[Items for identifying locations]
○ ○ ○ ○ ○
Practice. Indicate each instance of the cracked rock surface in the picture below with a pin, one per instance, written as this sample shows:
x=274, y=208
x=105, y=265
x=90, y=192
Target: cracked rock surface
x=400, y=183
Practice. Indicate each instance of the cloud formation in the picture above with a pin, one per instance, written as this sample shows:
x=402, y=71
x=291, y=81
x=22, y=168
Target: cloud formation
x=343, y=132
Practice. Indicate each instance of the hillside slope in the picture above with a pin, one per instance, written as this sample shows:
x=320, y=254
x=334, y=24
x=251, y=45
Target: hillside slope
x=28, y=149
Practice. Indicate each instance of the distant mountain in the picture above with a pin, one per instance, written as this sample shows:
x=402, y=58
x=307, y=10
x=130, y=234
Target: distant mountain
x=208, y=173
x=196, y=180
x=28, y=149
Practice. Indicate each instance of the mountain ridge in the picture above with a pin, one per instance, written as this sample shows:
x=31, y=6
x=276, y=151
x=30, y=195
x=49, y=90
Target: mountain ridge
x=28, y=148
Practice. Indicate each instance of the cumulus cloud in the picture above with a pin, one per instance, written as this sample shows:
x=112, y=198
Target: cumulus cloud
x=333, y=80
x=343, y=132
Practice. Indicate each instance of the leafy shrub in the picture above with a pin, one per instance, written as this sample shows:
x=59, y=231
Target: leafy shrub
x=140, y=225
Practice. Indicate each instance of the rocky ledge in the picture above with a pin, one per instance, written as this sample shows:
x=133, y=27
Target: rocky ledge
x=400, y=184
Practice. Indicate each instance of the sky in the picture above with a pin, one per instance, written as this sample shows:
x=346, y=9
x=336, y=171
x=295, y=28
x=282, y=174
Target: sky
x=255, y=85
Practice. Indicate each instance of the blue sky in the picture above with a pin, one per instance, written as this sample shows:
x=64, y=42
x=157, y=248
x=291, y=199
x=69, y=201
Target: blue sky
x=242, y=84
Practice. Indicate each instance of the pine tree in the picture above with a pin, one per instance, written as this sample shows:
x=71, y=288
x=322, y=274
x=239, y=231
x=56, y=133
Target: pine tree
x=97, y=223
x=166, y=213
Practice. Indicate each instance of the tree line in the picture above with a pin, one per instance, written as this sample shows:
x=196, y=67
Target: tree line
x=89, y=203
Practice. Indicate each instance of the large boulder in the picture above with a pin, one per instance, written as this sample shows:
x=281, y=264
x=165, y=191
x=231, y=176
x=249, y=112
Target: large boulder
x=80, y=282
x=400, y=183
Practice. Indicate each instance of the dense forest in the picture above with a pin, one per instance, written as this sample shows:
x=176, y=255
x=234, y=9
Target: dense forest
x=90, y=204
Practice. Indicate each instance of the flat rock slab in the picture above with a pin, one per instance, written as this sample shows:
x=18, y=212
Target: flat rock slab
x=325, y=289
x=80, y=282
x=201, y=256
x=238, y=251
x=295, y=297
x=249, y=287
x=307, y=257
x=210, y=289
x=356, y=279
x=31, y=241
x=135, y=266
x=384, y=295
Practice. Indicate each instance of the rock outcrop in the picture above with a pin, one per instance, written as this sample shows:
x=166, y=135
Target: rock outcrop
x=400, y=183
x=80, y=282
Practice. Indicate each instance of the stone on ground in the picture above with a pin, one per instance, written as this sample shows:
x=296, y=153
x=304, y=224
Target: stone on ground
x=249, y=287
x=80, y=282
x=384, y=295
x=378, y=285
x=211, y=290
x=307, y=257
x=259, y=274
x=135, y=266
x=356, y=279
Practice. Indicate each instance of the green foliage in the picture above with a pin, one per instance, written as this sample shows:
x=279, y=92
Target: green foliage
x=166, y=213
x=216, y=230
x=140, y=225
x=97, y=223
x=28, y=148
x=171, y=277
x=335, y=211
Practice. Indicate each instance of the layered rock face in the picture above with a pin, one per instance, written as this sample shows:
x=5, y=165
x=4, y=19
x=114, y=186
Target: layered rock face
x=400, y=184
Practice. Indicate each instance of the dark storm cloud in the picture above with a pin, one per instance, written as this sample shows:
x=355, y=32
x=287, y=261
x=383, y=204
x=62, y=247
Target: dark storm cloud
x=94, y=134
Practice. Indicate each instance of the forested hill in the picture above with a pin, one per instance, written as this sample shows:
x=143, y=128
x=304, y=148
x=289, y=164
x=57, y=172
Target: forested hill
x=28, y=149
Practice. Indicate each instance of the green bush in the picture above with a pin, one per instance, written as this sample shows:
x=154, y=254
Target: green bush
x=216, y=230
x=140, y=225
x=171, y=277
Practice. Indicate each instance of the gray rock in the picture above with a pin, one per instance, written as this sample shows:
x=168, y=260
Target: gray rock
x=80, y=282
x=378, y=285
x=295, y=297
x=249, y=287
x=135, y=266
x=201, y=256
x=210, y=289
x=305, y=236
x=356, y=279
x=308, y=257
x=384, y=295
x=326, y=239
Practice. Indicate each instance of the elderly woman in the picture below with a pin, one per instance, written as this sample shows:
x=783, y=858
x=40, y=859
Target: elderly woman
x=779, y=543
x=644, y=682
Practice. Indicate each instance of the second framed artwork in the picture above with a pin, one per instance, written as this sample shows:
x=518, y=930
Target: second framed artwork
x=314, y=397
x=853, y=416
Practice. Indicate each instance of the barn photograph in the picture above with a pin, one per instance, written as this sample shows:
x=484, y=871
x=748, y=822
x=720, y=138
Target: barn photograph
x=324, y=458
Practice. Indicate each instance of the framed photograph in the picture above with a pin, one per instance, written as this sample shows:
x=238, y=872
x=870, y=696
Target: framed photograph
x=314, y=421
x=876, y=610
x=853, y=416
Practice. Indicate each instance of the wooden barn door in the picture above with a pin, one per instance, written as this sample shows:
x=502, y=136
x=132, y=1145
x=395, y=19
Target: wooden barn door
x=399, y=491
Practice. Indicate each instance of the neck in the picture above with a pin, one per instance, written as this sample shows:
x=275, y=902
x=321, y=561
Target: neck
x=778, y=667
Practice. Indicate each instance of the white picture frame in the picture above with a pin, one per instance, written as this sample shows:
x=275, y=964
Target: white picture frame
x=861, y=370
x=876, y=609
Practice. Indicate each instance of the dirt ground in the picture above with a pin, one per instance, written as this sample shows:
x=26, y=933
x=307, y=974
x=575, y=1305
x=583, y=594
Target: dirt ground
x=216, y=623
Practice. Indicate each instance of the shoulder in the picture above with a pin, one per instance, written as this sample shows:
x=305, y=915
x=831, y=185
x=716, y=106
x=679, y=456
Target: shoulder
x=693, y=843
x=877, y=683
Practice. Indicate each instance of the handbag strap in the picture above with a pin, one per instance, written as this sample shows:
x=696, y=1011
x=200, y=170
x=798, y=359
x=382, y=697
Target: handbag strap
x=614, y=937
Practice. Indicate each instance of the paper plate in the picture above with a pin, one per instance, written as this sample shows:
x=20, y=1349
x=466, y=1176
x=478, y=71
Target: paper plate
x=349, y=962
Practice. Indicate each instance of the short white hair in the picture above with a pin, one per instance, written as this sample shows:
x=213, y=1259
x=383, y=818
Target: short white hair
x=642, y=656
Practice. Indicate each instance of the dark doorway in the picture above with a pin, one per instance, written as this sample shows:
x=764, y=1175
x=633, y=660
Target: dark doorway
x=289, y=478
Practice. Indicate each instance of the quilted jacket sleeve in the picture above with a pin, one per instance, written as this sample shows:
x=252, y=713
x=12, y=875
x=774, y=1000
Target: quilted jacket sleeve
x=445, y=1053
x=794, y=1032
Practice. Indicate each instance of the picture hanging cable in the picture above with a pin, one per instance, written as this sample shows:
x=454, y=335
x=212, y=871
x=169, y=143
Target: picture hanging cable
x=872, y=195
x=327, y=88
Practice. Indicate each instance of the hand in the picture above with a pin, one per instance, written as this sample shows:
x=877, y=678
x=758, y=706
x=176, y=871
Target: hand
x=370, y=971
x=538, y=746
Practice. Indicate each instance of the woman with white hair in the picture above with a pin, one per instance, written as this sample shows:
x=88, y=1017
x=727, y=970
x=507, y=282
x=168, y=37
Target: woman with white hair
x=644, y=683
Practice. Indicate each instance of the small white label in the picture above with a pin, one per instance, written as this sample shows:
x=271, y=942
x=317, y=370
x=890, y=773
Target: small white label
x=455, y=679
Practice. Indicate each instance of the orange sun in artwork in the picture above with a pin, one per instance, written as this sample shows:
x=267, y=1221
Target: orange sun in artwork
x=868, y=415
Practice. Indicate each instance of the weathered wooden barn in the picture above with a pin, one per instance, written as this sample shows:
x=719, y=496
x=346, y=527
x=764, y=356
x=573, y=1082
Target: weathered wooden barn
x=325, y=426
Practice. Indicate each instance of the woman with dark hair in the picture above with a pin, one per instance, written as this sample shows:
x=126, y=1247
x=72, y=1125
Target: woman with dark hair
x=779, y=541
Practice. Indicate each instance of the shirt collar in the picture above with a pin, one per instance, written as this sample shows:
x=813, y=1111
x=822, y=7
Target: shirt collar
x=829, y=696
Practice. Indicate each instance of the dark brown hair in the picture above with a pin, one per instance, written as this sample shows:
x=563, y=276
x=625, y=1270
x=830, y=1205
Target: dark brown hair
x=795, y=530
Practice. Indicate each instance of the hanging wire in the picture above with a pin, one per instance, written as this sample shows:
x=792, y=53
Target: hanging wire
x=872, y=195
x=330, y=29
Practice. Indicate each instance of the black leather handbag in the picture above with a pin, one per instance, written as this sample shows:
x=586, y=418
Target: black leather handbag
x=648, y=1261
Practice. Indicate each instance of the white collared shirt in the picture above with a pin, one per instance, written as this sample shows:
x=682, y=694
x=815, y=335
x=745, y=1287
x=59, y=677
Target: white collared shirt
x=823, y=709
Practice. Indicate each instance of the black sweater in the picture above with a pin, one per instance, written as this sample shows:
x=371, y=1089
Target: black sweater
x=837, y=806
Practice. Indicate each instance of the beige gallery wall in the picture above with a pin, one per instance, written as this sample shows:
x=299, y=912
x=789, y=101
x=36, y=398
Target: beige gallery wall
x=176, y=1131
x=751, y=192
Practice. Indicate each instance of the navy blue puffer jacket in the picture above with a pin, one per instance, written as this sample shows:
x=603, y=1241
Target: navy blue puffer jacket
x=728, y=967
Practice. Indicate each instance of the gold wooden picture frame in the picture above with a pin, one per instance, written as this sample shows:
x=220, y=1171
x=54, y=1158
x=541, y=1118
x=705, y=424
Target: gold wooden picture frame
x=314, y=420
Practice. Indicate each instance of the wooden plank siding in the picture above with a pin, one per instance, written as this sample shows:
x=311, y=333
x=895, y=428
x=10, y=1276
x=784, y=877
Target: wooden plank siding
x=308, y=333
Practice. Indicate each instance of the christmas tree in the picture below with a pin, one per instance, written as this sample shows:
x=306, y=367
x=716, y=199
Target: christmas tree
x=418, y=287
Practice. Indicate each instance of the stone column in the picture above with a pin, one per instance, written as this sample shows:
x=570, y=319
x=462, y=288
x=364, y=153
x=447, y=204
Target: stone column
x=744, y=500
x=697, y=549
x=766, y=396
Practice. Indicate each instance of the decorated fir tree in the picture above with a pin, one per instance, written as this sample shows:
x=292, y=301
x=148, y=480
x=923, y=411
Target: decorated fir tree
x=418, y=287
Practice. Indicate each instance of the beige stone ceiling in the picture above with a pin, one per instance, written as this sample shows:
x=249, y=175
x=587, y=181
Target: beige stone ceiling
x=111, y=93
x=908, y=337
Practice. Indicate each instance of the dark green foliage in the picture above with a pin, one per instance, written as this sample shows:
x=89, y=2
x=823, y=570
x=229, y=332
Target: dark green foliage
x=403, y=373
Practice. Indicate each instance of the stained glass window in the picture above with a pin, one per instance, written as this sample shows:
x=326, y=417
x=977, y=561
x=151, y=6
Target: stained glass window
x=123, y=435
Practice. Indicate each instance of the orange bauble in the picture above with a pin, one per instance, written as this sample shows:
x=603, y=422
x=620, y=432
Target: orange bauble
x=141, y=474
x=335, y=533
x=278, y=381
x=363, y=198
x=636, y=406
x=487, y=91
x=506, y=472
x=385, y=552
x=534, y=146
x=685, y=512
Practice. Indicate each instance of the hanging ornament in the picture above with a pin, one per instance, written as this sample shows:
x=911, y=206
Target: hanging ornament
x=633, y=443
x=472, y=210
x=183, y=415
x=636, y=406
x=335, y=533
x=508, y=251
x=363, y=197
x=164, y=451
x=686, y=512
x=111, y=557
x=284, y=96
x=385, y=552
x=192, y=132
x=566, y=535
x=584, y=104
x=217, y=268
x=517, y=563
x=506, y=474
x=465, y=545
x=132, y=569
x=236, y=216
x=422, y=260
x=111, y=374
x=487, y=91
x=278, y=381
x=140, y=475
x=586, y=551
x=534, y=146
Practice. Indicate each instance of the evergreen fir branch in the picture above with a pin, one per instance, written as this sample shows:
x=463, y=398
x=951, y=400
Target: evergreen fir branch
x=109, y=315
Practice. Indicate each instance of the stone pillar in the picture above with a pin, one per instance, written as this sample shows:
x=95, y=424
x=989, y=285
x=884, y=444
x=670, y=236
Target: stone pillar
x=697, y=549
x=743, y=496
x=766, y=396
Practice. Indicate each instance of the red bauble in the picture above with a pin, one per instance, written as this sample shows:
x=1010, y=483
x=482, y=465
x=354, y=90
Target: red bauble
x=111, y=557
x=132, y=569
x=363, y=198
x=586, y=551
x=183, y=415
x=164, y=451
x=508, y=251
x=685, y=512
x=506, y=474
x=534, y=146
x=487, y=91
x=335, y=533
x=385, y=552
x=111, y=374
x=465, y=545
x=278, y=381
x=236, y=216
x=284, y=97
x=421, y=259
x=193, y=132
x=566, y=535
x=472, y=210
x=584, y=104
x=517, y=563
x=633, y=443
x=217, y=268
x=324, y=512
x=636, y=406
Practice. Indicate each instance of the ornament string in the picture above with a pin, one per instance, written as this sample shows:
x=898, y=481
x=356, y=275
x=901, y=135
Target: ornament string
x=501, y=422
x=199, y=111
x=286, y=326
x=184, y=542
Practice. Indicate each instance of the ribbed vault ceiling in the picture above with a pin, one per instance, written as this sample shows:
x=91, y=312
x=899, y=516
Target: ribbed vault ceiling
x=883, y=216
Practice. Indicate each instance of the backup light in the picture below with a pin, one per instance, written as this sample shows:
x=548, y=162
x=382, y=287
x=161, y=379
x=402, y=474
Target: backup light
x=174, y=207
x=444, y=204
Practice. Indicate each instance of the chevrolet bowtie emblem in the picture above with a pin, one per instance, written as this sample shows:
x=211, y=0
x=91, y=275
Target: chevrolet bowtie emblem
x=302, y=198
○ ○ ○ ○ ○
[Goal of the exercise]
Please rewrite the items starting at the line containing "Practice. Indicate each instance of the blue" and ending at the line containing "x=90, y=204", replacing "sample" with "example" and leaving everything else unchanged.

[Answer to this task]
Practice. Indicate each instance of the blue sky in the picture above with a pin, one per instance, written as this example shows:
x=64, y=42
x=157, y=248
x=291, y=199
x=69, y=201
Target: blue sky
x=242, y=84
Practice. Indicate each instance of the pine tree in the picture above with a pin, one per instance, written as this example shows:
x=71, y=288
x=322, y=274
x=239, y=231
x=56, y=133
Target: pine tree
x=97, y=223
x=166, y=213
Practice. Indicate each instance of the tree line in the picture above with a pin, one per instance, written as this example shows:
x=196, y=67
Target: tree line
x=89, y=203
Practice. Indicate each instance of the large boulder in the picture above with a pin, one per instance, written as this example shows:
x=281, y=264
x=165, y=191
x=231, y=176
x=249, y=112
Target: large boulder
x=80, y=282
x=400, y=183
Practice. Indicate each instance of the dense forest in the picture above with a pin, one per instance, written as this example shows:
x=176, y=255
x=234, y=9
Target: dense forest
x=90, y=204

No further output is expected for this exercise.